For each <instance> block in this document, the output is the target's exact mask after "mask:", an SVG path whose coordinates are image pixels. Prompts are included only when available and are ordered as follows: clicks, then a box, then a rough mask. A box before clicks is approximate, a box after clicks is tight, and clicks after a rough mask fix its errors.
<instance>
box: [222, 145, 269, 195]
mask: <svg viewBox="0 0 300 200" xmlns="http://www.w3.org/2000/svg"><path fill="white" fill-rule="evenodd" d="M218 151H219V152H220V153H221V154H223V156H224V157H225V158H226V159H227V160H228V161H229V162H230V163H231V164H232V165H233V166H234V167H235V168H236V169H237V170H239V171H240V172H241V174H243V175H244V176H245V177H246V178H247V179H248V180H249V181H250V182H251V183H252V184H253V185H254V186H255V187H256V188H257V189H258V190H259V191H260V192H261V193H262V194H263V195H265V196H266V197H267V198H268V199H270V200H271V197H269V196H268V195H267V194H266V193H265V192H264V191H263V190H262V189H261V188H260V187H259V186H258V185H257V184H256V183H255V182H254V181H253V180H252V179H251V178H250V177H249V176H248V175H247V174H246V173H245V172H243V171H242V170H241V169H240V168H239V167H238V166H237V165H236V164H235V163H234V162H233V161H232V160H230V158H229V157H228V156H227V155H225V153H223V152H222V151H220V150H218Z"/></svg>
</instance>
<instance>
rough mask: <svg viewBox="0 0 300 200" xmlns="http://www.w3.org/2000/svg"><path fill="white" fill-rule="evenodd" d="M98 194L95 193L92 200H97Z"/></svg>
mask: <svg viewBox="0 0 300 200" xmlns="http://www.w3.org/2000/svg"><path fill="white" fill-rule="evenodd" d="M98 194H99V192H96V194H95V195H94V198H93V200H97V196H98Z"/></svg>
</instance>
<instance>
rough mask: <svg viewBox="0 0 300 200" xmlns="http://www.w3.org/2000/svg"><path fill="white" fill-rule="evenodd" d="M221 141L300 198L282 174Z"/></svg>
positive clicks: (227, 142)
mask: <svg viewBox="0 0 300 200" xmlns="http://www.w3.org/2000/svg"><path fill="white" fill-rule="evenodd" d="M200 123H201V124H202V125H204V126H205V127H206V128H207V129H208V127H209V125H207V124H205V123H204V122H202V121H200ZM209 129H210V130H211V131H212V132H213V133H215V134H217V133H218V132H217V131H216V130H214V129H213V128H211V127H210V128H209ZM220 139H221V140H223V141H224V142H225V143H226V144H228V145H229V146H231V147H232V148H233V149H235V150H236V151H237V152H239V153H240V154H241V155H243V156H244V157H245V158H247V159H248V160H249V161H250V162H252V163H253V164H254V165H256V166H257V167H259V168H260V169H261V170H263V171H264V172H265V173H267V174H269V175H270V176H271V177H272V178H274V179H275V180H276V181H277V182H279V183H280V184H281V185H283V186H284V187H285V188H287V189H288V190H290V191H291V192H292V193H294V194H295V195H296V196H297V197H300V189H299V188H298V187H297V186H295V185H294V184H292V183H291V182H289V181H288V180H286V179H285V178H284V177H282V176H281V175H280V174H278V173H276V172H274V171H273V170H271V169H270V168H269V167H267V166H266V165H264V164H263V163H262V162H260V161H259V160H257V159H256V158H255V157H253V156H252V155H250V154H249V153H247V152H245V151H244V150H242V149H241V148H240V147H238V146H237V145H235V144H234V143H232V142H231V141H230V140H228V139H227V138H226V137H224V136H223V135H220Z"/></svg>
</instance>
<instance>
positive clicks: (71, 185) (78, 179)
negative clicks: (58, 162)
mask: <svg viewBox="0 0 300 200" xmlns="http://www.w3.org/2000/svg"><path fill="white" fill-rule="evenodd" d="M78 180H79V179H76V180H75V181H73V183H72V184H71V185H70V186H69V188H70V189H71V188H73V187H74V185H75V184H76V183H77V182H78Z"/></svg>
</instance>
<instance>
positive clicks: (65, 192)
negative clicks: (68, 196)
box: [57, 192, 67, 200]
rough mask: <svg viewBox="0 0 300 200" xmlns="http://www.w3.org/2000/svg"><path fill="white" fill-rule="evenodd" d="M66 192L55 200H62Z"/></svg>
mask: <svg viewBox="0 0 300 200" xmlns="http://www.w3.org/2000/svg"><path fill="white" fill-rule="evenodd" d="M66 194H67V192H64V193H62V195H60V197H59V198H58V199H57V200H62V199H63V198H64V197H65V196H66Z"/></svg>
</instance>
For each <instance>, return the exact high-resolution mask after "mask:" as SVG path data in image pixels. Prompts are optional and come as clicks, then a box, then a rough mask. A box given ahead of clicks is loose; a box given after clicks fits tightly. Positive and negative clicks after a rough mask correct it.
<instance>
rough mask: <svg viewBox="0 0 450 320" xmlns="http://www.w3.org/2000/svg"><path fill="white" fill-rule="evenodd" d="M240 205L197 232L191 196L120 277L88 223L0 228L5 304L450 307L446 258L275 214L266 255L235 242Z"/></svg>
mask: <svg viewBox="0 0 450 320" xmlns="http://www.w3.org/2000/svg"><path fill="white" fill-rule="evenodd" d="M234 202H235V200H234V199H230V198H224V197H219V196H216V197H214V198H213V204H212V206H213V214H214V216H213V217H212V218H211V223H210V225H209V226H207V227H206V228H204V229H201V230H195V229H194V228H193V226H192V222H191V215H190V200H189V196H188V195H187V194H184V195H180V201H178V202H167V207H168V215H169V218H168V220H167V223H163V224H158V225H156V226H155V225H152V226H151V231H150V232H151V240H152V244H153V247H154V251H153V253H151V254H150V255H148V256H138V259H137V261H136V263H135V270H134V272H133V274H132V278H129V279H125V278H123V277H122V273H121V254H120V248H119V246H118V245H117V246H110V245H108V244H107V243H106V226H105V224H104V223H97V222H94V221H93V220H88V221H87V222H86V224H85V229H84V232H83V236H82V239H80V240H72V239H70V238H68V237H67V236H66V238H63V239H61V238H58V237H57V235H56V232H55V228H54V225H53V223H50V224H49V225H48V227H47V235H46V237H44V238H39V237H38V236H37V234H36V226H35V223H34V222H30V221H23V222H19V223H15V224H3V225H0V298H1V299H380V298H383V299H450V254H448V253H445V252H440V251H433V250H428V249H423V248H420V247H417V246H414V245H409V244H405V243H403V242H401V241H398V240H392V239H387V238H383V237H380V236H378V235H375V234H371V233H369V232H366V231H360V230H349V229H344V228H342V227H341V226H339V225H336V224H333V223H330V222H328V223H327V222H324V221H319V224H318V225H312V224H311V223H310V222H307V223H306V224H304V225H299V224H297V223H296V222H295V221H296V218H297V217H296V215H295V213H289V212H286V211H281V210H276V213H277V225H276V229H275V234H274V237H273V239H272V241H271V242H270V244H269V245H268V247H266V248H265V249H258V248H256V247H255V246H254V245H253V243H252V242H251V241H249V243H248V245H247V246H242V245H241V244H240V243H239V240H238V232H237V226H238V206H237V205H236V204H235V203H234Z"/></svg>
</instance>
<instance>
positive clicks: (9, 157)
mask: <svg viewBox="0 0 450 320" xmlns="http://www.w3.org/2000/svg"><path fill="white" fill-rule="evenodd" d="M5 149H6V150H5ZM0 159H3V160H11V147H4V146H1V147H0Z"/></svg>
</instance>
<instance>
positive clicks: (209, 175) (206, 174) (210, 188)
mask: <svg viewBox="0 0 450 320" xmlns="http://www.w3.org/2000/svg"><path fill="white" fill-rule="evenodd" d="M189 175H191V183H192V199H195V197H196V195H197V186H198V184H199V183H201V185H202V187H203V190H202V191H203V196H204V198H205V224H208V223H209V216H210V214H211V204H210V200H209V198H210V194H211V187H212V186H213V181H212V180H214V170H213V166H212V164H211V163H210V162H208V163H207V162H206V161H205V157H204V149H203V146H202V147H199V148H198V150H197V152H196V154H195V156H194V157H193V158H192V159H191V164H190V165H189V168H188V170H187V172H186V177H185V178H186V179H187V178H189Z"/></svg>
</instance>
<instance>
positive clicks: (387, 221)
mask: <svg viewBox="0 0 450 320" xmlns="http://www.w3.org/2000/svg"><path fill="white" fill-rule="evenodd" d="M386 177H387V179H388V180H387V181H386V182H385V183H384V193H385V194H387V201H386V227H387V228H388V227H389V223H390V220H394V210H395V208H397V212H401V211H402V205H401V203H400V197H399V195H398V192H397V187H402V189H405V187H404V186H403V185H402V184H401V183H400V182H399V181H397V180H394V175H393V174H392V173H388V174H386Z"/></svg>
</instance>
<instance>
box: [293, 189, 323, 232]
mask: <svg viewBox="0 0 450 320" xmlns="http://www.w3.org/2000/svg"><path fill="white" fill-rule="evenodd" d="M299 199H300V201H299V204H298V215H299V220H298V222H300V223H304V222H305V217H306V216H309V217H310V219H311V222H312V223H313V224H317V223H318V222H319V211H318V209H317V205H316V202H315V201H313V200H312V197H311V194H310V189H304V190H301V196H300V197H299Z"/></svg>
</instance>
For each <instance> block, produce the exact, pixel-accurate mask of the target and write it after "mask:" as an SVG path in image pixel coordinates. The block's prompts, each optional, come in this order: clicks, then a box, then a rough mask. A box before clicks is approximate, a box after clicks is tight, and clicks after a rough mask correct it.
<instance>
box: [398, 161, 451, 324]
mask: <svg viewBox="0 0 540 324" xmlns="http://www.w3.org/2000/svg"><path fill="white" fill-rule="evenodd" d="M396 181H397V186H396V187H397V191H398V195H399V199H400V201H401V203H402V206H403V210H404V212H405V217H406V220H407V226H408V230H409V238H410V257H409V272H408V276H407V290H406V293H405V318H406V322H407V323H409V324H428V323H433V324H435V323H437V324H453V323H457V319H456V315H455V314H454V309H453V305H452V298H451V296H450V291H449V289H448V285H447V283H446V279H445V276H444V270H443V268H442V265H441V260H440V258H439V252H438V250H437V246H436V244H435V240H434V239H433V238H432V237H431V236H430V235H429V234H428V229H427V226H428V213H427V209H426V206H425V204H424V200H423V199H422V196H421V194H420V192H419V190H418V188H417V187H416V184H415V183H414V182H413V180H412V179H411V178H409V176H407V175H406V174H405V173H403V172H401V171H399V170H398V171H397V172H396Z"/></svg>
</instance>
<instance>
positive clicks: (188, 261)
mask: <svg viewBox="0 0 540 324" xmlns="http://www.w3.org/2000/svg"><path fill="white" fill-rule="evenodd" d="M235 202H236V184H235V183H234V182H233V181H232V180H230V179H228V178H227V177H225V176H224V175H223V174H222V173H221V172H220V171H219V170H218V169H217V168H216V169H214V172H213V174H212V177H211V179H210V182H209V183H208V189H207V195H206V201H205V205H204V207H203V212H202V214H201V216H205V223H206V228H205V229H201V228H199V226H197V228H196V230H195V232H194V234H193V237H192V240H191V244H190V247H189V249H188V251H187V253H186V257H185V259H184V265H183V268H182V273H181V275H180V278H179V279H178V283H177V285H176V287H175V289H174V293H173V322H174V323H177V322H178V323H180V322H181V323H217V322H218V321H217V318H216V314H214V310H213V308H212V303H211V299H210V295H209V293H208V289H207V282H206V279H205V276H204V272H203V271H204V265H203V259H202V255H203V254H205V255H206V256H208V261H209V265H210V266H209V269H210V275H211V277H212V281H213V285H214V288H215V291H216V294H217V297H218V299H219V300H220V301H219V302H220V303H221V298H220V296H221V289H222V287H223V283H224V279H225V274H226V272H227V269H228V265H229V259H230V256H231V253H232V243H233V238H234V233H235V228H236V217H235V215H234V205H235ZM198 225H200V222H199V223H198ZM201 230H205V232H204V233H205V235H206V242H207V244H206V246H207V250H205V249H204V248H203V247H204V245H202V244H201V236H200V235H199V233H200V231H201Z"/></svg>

+++

§ **Aim of the exercise**
Please tally how many lines of the material above contain the string "rough", treating uppercase and lowercase as different, and reply with only the number.

§ **Response to this exercise**
7